(Pointing entries for named objects)
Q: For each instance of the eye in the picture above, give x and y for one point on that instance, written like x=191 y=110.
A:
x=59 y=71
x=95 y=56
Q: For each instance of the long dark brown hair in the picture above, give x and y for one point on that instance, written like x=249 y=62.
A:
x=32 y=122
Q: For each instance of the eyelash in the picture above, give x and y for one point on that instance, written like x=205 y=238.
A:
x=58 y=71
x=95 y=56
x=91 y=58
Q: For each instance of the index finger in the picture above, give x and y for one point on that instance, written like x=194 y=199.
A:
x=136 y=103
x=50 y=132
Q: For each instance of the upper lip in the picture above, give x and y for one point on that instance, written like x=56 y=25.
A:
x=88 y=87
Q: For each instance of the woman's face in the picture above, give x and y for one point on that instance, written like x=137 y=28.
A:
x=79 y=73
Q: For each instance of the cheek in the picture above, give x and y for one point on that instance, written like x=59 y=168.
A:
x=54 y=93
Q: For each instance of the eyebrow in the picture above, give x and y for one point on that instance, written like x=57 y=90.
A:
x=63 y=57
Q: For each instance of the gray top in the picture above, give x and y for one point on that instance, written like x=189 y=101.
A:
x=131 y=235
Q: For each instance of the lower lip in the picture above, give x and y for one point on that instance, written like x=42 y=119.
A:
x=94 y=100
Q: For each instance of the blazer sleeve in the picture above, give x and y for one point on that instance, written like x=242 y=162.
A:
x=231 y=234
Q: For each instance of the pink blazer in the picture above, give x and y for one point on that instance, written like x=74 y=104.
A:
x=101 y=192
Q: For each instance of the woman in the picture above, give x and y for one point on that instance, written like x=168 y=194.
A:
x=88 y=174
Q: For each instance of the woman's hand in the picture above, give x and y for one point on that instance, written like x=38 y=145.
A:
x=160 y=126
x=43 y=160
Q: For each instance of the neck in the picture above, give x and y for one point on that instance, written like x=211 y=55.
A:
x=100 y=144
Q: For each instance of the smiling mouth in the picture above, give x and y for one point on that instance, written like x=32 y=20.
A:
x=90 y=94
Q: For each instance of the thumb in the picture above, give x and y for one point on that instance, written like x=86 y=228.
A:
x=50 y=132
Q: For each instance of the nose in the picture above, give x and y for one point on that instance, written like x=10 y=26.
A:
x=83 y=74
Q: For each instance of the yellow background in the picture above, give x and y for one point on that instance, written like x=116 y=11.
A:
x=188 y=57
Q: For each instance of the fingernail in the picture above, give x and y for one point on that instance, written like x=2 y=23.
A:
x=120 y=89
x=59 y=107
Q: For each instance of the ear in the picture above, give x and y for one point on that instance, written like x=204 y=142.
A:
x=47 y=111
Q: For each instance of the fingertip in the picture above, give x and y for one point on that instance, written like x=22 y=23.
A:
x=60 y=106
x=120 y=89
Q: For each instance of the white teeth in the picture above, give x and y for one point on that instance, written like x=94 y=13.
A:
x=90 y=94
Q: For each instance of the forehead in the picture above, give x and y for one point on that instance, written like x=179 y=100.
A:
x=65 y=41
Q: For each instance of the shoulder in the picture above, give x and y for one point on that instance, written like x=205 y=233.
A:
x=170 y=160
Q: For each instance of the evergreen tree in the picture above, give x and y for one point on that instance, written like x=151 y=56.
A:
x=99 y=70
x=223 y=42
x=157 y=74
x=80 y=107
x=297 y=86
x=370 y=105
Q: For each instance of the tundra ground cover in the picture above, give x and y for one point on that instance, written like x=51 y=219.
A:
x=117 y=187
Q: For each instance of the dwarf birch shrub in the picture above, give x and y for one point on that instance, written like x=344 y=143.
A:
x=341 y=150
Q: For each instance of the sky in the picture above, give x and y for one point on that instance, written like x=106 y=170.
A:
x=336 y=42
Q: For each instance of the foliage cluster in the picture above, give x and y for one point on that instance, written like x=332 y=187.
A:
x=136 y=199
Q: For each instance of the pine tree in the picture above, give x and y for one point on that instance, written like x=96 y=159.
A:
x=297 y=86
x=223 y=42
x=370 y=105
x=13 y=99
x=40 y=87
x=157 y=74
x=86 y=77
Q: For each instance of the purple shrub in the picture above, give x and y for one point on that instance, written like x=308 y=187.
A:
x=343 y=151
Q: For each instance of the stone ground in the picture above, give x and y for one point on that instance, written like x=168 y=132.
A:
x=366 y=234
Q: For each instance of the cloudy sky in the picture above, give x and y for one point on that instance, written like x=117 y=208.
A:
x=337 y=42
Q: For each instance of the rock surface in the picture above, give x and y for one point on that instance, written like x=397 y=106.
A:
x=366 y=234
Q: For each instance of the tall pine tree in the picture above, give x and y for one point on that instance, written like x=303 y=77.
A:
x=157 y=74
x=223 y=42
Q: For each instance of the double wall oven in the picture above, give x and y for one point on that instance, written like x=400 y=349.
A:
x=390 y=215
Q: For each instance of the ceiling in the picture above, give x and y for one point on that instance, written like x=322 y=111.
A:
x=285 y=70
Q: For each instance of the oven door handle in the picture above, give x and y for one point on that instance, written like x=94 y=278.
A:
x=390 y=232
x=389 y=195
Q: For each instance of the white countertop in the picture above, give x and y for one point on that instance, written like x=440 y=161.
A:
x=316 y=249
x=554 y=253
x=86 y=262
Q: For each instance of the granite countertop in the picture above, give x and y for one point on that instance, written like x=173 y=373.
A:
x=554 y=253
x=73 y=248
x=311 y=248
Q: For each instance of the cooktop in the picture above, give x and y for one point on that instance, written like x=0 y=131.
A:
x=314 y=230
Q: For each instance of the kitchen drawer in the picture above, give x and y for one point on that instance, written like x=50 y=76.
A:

# Exercise brief:
Can you convert every line of the records above into a numbered list, leaving out any blank lines?

# Complete output:
1. Q: For each instance of the eye in the picture above, give x and y for one point on that instance, written like x=191 y=110.
2. A:
3. x=59 y=71
4. x=95 y=56
5. Q: For each instance of the long dark brown hair in the picture above, give x and y for one point on that instance, written like x=249 y=62.
6. A:
7. x=32 y=122
8. Q: For each instance of the eyelash in the picture above, give x and y for one point on that instance, written like x=205 y=238.
9. A:
10. x=58 y=71
11. x=95 y=56
12. x=91 y=58
13. Q: For each instance of the index finger in the picture above, give x and y for one point on that instance, written like x=194 y=199.
14. A:
15. x=136 y=103
16. x=50 y=132
17. Q: For each instance of the upper lip in the picture above, give x and y for one point on that instance, written like x=56 y=25.
18. A:
19. x=88 y=87
20. Q: For each instance of the woman's face in the picture above, give x and y for one point on that instance, written like x=137 y=28.
21. A:
22. x=79 y=73
23. Q: For each instance of the cheek in the picture above, give x and y for one point on that instance, written like x=59 y=168.
24. A:
25. x=54 y=93
26. Q: For each instance of the eyebrow in the picture above, give x and y for one point on that instance, written like x=57 y=90.
27. A:
28. x=63 y=57
29. Q: For each instance of the gray top in the picture above, give x and y for one point on that instance, written like x=189 y=101.
30. A:
31. x=131 y=235
32. Q: For each instance of the lower lip in the picture above, give x and y for one point on that instance, written like x=42 y=119.
33. A:
34. x=94 y=100
35. Q: For each instance of the blazer sleeve in the picture above, give x and y for one point on that instance, written like x=242 y=162.
36. A:
37. x=231 y=234
38. Q: For each instance of the pink blazer in the picture above, give x and y for one point on that instance, written like x=74 y=104.
39. A:
40. x=101 y=192
41. Q: For each instance of the woman in the picture above, give x and y for one point on that instance, written like x=168 y=194.
42. A:
43. x=88 y=174
44. Q: For each instance of the woman's hand in the picture above, give x and y for one point on that instance, written like x=38 y=145.
45. A:
46. x=160 y=126
47. x=43 y=160
48. Q: For each instance of the neck in the picture above, give x and y for one point on that instance, written like x=211 y=55.
49. A:
50. x=100 y=144
51. Q: For each instance of the smiling mouth in the picture above, give x and y for one point on that instance, written like x=32 y=20.
52. A:
53. x=90 y=94
54. Q: For each instance of the thumb in the picture above, give x and y for one point on that instance, written like x=86 y=228.
55. A:
56. x=50 y=132
57. Q: For each instance of the nose in the picture above, give x and y for one point on that instance, written like x=10 y=26.
58. A:
59. x=83 y=74
60. Q: For each instance of the yellow background in the picture above, give x and y for one point on that instance, written like x=116 y=11.
61. A:
62. x=188 y=57
63. Q: For each instance of the fingernail in the picture above, give x and y for one point on that instance, written like x=2 y=23.
64. A:
65. x=120 y=89
66. x=59 y=107
67. Q: For each instance of the ear in the picture above, give x and y for one point on that instance, written like x=204 y=142.
68. A:
69. x=47 y=111
70. Q: For each instance of the fingertip in the picture above, give x and y for one point on that instance, written like x=22 y=23.
71. A:
72. x=60 y=106
73. x=120 y=89
74. Q: For each instance of the white teeth in the picture above, give x and y for one point on that instance, written like x=94 y=13.
75. A:
76. x=90 y=94
77. Q: For each instance of the forehead in the picture above, give x and y for one point on that instance, written like x=179 y=100.
78. A:
79. x=65 y=41
80. Q: For each instance of the shoulder in the picture above, give x and y for one point on that instance, written like x=205 y=233.
81. A:
82. x=170 y=160
83. Q: For each instance of the evergreen tree in the picture above, give x and y for one point on that instance, written like x=151 y=56.
84. A:
85. x=99 y=70
86. x=223 y=42
87. x=157 y=74
88. x=80 y=107
89. x=297 y=86
90. x=370 y=105
91. Q: For each instance of the tundra ground cover in the picture above, give x and y for one point on that instance, written like x=51 y=219.
92. A:
93. x=117 y=187
94. Q: For each instance of the dwarf birch shrub in the picture above, give x and y for one point on that instance, written like x=344 y=143.
95. A:
96. x=341 y=150
97. Q: For each instance of the sky in the picture above, give x and y for one point on that instance, written like x=106 y=170.
98. A:
99. x=336 y=42
100. Q: For each instance of the foliage cluster in the picture above, give x and y for one point on that instance, written like x=332 y=187.
101. A:
102. x=136 y=199
103. Q: For each instance of the pine tree in the picture above, give x and y for one point on that instance, written like x=96 y=159.
104. A:
105. x=297 y=86
106. x=223 y=42
107. x=370 y=105
108. x=13 y=99
109. x=40 y=87
110. x=157 y=74
111. x=86 y=77
112. Q: For each instance of the purple shrub in the picture above, give x and y for one point on that instance, written like x=308 y=187.
113. A:
114. x=343 y=151
115. Q: For each instance of the stone ground in the picture above, give x and y for one point on that instance, written like x=168 y=132.
116. A:
117. x=366 y=234
118. Q: For each instance of the cloudy sky in the picture above, give x and y for one point on that instance, written like x=117 y=208.
119. A:
120. x=337 y=42
121. Q: For each instance of the rock surface in the picture above, give x and y for one point on that instance, written like x=397 y=106.
122. A:
123. x=366 y=234
124. Q: For each instance of the tall pine tree in the picture above, give x and y for one point on that instance, written like x=303 y=77.
125. A:
126. x=157 y=74
127. x=223 y=42
128. Q: For each instance of the double wall oven in the picture above, give x and y for one point on that instance, written like x=400 y=349.
129. A:
130. x=390 y=215
131. Q: For each instance of the ceiling in the picture above, give x and y for one point on that instance, written like x=322 y=111.
132. A:
133. x=285 y=70
134. Q: For each instance of the oven door handle in the picture above, give x and y for one point on that instance, written like x=94 y=278.
135. A:
136. x=390 y=232
137. x=389 y=195
138. Q: For each instance of the white countertop in the picture above, give x and y for one point on that instance, written like x=440 y=161.
139. A:
140. x=316 y=249
141. x=554 y=253
142. x=86 y=262
143. Q: For each instance of the granite countertop in the picture above, give x and y for one point on that instance, written like x=173 y=373.
144. A:
145. x=554 y=253
146. x=73 y=248
147. x=311 y=248
148. Q: For each instance of the cooktop in the picture above, give x and y for one point on that instance, written like x=0 y=131.
149. A:
150. x=314 y=230
151. Q: For each instance of the kitchen drawer in the picture above, give x and y for one point on that instance, written like x=50 y=76.
152. A:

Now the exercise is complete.